Scan the listing below for "garden", then report every line that has it.

======== MATERIAL PROVIDED ========

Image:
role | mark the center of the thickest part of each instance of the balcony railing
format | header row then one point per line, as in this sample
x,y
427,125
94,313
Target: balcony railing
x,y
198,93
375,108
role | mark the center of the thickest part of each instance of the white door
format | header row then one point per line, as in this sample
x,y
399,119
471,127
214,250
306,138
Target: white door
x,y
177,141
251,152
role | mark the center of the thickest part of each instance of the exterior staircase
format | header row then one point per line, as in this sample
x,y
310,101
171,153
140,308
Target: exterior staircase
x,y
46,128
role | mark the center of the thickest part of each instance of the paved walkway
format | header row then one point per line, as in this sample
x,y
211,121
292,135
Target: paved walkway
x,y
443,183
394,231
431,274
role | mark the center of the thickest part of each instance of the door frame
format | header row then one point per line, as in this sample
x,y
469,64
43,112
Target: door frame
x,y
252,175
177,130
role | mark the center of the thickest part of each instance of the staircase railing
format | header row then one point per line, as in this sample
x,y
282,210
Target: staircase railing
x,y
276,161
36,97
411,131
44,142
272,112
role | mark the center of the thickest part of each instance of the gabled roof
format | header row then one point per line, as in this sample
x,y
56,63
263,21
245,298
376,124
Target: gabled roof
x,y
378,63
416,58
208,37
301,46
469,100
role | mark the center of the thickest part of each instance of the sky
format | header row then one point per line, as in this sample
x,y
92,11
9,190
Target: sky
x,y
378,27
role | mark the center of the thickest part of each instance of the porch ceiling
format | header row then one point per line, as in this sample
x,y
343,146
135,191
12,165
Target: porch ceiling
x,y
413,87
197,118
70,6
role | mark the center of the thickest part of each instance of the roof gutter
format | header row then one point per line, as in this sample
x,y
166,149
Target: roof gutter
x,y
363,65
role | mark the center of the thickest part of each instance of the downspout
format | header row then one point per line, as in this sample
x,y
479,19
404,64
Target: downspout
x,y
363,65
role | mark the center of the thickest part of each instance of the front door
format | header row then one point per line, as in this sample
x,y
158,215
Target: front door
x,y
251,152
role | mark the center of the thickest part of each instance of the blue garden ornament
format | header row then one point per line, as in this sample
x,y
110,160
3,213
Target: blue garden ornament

========

YOUR SOLUTION:
role | mark the center of the thickest part of each instance of the blue garden ornament
Target: blue garden ornament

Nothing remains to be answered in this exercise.